▶ [Task prompt]:
Count how many of the lines that follow contain the word "below". Reply with the number alone.
--- start of Data for processing ---
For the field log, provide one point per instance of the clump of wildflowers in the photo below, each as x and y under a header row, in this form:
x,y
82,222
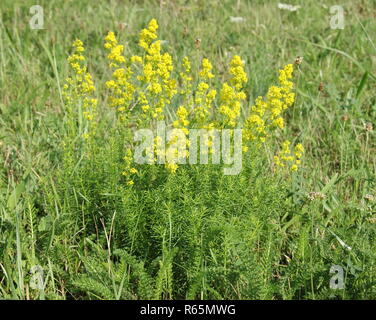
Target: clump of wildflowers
x,y
121,89
145,85
78,90
288,158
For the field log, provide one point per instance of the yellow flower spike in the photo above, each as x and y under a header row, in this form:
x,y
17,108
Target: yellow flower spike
x,y
80,87
206,67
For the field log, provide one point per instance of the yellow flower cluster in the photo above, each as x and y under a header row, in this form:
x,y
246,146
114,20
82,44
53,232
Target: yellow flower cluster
x,y
265,115
156,74
129,170
287,158
204,96
80,89
144,84
232,95
121,89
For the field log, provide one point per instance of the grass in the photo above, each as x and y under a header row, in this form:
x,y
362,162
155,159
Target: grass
x,y
198,234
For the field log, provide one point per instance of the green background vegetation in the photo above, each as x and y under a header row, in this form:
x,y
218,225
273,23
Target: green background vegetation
x,y
197,234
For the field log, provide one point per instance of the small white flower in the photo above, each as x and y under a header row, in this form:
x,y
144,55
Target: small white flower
x,y
237,19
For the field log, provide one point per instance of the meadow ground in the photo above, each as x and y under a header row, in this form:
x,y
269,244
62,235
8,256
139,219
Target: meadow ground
x,y
195,234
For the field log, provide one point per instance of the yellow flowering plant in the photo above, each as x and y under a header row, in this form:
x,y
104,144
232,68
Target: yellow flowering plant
x,y
146,88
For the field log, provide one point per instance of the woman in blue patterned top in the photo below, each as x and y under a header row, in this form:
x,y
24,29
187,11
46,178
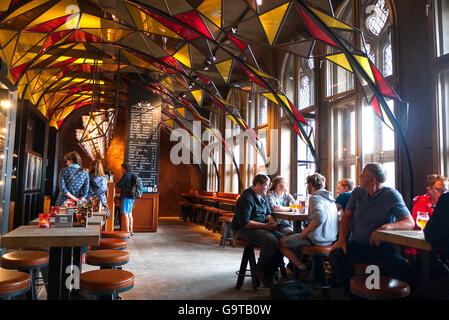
--- end of Data for processing ---
▶ [The reply]:
2